• _Do this_
Can you copy the lines from the one that contains "Confirm that each instance of the man wearing" through the end of the material below, exactly and with nothing else?

— begin Exercise input —

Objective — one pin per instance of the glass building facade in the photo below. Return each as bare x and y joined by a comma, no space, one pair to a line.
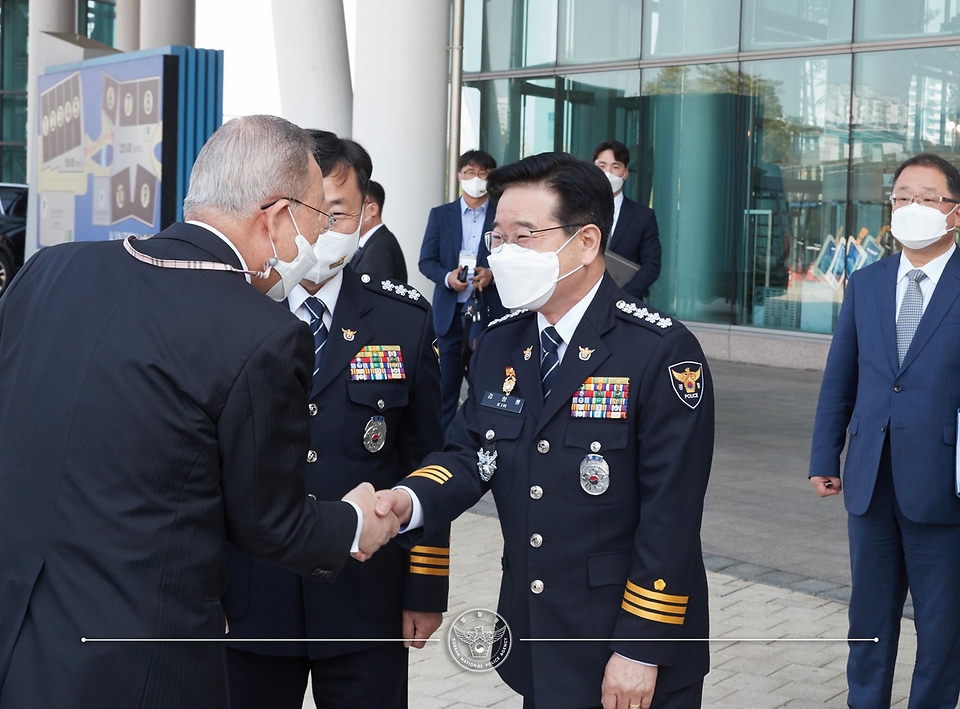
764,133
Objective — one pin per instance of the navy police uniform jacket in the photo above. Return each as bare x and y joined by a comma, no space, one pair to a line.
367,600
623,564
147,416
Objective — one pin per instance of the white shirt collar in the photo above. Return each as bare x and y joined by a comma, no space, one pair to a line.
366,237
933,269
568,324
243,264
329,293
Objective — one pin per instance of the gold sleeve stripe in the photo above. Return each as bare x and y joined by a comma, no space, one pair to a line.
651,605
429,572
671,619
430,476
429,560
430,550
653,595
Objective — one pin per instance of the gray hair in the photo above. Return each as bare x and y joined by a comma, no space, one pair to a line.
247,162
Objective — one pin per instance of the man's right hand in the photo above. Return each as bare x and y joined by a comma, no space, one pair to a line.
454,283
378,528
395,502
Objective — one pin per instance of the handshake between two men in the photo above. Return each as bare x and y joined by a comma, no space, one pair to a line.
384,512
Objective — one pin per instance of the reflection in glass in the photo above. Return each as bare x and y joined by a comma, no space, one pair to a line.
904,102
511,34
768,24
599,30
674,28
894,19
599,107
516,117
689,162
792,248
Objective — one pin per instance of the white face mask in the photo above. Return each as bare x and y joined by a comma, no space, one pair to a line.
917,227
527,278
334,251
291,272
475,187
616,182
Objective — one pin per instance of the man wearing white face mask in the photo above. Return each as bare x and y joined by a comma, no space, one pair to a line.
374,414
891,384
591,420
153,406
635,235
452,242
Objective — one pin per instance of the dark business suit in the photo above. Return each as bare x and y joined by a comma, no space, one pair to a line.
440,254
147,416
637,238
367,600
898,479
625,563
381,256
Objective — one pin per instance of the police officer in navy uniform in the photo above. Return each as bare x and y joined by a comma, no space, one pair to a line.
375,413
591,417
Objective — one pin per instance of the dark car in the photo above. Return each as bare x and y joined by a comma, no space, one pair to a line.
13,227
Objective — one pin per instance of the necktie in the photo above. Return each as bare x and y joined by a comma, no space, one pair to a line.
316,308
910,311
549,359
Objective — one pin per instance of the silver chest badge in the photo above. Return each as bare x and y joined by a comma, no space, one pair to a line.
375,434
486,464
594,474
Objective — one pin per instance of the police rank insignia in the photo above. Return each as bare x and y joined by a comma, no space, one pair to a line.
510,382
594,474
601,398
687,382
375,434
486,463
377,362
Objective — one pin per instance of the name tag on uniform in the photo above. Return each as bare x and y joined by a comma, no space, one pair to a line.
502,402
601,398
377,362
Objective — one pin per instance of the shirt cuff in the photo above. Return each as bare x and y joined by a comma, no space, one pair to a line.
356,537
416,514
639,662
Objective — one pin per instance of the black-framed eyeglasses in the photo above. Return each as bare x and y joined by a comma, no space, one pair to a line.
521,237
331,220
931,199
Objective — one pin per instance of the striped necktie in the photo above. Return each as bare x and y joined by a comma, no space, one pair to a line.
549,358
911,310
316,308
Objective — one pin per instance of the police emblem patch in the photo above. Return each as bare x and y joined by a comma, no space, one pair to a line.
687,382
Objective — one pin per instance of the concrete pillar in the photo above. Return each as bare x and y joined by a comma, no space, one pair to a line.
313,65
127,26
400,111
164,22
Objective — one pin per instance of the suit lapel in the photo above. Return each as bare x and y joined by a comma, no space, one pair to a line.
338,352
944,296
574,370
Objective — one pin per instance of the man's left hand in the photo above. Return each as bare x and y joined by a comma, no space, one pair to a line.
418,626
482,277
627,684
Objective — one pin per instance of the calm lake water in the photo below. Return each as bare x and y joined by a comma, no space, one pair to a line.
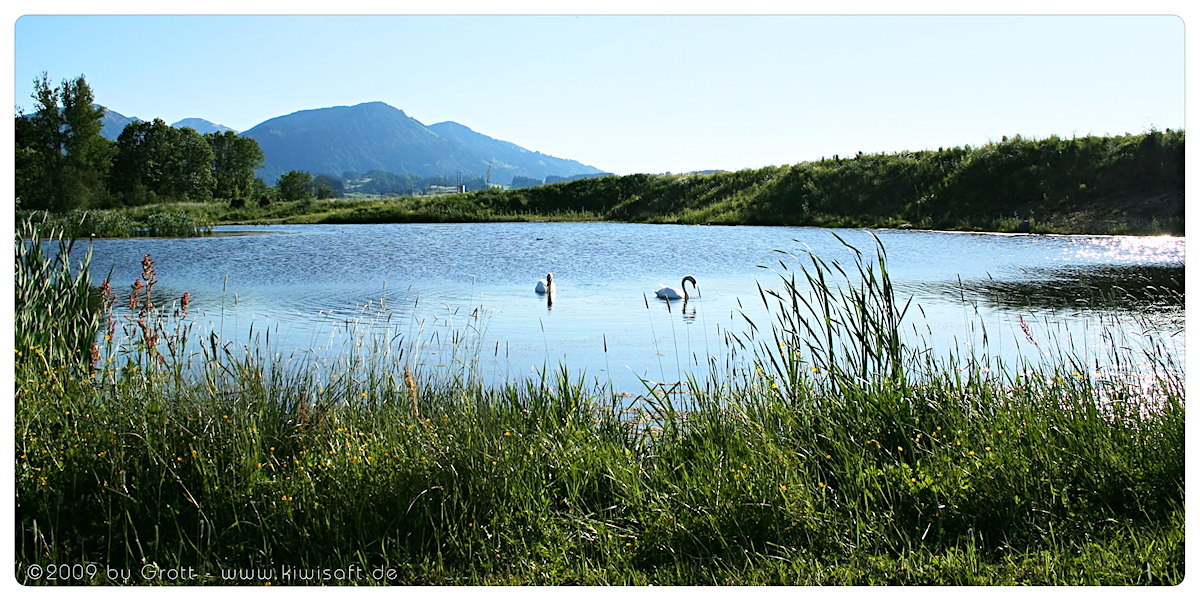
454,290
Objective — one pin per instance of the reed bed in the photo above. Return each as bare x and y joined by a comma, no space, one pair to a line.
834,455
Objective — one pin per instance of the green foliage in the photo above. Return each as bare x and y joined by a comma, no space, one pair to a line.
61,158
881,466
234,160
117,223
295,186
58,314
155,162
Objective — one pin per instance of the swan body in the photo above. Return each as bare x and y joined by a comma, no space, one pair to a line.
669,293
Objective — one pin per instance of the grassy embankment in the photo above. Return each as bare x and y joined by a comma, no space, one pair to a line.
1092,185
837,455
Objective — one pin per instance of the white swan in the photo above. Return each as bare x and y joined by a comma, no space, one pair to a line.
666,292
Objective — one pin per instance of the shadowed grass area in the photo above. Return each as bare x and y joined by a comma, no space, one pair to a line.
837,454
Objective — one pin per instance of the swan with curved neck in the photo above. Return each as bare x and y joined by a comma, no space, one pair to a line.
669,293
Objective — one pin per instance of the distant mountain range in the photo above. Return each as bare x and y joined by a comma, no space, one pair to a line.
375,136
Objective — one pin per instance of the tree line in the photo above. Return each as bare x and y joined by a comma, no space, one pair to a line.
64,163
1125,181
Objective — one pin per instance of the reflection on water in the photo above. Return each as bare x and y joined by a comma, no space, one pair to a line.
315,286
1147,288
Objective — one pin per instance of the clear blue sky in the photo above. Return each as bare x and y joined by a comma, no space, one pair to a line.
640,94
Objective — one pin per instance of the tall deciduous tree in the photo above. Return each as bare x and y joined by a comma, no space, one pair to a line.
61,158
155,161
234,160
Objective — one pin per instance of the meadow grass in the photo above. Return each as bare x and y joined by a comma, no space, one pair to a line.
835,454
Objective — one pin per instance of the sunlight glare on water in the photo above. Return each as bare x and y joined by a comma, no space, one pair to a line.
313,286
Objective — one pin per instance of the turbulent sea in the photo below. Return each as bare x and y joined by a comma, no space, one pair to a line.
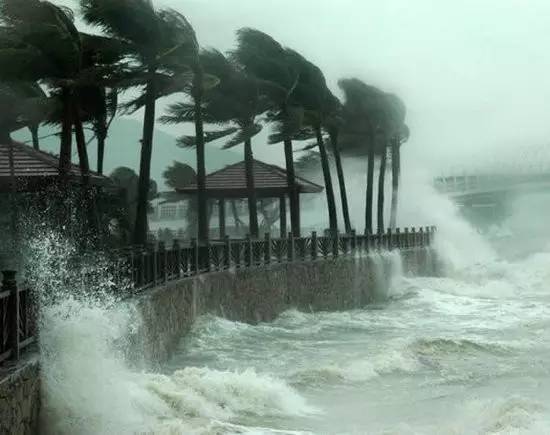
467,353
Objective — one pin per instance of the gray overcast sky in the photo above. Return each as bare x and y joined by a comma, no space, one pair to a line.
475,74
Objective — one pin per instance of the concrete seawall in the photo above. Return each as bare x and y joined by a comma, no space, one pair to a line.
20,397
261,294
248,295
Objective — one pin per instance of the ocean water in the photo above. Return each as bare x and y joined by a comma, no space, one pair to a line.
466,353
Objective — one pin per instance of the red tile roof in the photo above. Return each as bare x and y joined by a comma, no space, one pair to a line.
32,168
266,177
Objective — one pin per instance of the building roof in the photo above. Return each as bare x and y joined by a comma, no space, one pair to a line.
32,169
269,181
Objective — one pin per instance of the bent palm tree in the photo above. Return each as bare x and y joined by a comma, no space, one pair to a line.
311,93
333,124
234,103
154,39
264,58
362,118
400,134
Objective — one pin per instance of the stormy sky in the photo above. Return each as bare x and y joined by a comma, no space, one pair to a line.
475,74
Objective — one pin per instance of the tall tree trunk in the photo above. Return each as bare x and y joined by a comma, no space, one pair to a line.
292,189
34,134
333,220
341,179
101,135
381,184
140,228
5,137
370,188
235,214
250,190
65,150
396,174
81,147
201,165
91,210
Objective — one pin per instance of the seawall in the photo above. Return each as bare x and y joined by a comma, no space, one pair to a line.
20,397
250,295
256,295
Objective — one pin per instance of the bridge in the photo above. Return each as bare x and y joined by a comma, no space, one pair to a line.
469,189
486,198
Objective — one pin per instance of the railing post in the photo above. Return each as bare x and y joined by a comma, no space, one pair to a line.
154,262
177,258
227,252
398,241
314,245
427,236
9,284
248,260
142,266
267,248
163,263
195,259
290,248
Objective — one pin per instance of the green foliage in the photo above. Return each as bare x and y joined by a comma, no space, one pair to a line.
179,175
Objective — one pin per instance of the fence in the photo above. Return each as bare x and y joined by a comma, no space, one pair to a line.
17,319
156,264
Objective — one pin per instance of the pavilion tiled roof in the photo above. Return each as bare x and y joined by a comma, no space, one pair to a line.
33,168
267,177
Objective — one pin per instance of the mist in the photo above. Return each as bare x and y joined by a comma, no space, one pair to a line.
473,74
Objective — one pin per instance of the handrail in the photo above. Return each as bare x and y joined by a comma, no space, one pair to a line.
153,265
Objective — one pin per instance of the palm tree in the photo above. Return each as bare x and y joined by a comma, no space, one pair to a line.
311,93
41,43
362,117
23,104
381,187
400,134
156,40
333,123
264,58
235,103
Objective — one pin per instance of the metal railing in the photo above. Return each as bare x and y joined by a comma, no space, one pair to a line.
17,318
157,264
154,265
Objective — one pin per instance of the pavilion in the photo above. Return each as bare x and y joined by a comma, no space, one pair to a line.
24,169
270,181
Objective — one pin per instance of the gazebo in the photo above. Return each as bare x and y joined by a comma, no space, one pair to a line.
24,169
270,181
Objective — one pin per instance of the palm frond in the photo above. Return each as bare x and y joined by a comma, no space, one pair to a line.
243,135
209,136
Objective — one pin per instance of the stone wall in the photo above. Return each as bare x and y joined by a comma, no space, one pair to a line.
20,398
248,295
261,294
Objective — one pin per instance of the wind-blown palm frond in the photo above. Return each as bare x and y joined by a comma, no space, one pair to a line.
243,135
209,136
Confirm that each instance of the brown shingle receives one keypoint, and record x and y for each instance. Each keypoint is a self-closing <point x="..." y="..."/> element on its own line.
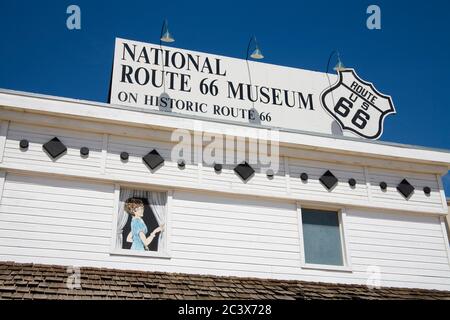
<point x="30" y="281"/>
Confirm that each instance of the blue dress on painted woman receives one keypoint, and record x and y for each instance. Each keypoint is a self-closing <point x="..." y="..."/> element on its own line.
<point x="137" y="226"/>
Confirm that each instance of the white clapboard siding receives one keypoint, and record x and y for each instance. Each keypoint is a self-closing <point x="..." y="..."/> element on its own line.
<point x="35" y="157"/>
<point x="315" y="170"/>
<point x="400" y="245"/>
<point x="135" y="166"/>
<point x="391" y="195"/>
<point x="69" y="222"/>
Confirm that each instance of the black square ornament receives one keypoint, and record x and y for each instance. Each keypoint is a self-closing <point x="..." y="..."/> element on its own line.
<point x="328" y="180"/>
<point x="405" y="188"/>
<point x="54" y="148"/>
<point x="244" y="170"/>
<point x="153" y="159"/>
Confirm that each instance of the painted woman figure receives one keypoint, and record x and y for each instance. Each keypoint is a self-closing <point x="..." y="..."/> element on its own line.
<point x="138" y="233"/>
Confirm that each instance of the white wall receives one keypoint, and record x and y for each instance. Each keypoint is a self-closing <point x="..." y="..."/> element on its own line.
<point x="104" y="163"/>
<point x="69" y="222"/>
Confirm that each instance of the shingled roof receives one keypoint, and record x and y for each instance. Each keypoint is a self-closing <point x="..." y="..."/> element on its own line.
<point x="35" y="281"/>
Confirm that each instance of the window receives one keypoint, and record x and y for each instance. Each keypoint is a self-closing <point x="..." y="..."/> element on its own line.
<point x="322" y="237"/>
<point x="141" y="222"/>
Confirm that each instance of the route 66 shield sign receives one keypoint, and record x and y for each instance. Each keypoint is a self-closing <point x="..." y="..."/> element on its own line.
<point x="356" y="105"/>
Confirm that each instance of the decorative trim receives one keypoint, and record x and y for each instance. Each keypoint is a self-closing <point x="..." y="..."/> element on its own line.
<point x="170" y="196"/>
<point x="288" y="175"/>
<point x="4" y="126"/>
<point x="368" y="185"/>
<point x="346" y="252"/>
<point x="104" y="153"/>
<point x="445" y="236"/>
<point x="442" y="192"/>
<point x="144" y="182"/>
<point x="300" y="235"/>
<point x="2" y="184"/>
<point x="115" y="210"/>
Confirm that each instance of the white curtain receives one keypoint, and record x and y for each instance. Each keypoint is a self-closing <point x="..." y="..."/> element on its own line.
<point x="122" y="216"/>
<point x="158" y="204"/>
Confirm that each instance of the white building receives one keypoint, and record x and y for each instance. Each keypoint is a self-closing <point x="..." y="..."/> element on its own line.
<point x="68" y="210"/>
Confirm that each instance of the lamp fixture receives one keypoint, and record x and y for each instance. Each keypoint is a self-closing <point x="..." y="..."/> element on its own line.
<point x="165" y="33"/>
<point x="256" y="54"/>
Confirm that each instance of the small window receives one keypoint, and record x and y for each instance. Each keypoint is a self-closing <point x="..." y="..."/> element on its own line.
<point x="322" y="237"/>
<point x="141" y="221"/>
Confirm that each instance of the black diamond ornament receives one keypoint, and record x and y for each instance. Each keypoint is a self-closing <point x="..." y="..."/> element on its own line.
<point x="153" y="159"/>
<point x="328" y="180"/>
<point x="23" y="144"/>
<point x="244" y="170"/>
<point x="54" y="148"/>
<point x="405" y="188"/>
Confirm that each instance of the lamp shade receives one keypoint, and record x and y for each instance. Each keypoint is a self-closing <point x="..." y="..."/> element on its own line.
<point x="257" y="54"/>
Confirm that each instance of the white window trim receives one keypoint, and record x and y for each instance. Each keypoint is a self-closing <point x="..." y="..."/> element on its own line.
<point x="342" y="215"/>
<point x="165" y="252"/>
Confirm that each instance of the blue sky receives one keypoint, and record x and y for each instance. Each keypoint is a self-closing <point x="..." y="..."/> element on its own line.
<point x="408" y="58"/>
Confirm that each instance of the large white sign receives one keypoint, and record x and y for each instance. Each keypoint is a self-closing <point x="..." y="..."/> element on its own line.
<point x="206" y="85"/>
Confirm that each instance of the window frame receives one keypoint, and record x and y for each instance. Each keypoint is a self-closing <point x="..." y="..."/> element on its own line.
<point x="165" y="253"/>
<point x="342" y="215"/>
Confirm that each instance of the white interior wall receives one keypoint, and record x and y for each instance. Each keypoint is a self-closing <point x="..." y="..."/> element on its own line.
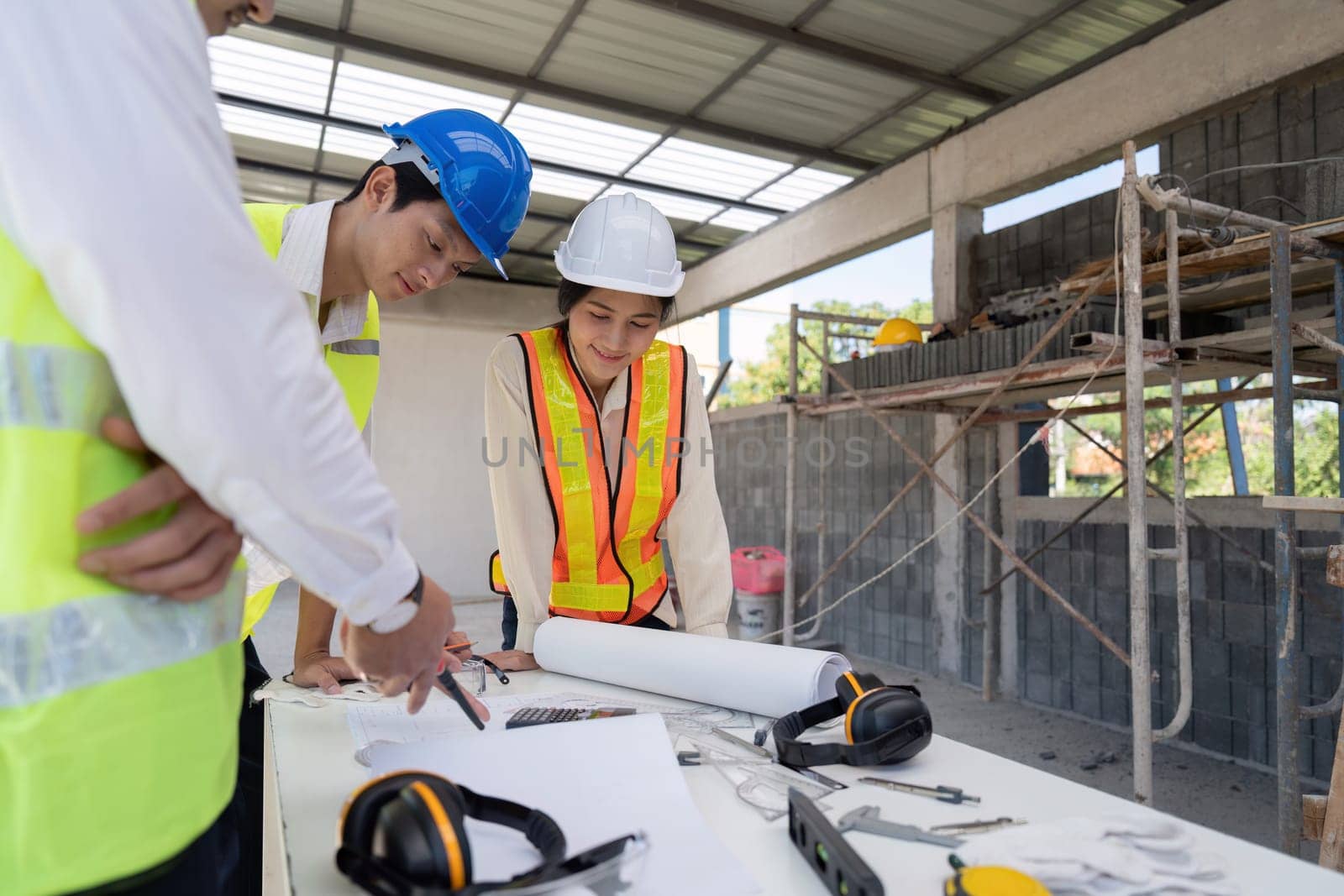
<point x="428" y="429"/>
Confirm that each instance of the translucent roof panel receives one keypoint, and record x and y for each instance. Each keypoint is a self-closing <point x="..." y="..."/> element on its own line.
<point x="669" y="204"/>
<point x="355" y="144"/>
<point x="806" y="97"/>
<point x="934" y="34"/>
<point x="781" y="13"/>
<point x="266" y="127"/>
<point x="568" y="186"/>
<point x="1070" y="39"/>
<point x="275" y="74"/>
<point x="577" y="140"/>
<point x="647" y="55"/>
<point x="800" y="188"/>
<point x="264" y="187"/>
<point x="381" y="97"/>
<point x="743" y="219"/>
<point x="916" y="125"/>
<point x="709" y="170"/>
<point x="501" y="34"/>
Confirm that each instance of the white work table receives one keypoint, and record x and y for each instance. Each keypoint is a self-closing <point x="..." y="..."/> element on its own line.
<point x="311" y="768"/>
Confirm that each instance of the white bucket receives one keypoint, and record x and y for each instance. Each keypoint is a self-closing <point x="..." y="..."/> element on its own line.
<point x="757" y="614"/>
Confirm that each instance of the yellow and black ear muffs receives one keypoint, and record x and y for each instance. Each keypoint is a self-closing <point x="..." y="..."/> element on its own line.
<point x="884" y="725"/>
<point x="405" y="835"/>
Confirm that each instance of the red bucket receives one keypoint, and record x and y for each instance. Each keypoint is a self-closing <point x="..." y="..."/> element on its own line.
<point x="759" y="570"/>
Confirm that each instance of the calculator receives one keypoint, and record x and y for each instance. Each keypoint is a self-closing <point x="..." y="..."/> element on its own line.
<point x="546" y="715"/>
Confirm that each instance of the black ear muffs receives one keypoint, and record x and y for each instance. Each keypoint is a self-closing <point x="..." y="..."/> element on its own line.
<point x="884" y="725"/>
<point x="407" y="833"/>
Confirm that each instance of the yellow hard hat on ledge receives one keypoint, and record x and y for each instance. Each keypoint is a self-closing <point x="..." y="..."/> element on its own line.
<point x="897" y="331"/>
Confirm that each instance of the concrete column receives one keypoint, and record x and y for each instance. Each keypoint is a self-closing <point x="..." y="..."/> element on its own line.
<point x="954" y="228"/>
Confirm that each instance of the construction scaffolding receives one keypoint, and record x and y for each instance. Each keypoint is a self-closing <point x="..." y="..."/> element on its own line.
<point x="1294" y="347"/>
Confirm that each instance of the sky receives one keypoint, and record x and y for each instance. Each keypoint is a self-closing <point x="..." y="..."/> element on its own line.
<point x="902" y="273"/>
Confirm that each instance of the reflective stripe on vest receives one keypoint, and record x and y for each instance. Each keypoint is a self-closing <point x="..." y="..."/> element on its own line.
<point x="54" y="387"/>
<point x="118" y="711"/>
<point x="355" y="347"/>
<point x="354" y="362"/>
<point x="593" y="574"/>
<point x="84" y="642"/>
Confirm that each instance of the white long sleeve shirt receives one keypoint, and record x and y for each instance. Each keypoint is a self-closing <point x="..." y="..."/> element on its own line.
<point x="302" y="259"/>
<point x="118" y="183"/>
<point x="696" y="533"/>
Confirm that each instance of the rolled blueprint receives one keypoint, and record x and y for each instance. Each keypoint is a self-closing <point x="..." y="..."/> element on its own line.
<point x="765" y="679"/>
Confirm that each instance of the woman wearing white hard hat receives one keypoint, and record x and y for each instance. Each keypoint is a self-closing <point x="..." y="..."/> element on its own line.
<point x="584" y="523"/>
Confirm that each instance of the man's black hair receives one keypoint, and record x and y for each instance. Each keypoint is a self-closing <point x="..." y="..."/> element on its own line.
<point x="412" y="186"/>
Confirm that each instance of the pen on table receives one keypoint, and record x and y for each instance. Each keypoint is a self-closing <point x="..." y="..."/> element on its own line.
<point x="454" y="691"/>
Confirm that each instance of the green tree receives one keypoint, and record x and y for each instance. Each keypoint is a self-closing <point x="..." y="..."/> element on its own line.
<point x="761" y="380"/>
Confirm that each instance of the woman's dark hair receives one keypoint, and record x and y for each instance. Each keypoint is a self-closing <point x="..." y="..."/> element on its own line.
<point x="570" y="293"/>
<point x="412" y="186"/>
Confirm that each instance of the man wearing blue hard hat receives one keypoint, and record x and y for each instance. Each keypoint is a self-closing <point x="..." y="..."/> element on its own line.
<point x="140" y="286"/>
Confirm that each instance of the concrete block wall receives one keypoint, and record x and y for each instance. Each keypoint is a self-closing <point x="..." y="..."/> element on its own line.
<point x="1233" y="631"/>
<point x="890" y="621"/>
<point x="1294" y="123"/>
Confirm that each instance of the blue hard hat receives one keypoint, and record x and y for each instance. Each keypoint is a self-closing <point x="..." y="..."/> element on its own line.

— end Exercise input —

• _Answer for this exercise_
Confirm that each instance of the man wearing blue hard hat receives one keypoint, and record x and y for each instance. Each keypoint is a self-closing <point x="..." y="..."/> element on its own line.
<point x="140" y="286"/>
Confirm that each instance of the concrete block wall receives one keypoint, and record x and y for each instance. Each keypoint is a self-closing <point x="..." y="..."/> element on its own line.
<point x="1233" y="631"/>
<point x="890" y="621"/>
<point x="1294" y="123"/>
Confirm that each instance of the blue hard hat receives one keypoint, and record x and y for each instance. Each keypoint is a self-closing <point x="..." y="..."/> element on its own line.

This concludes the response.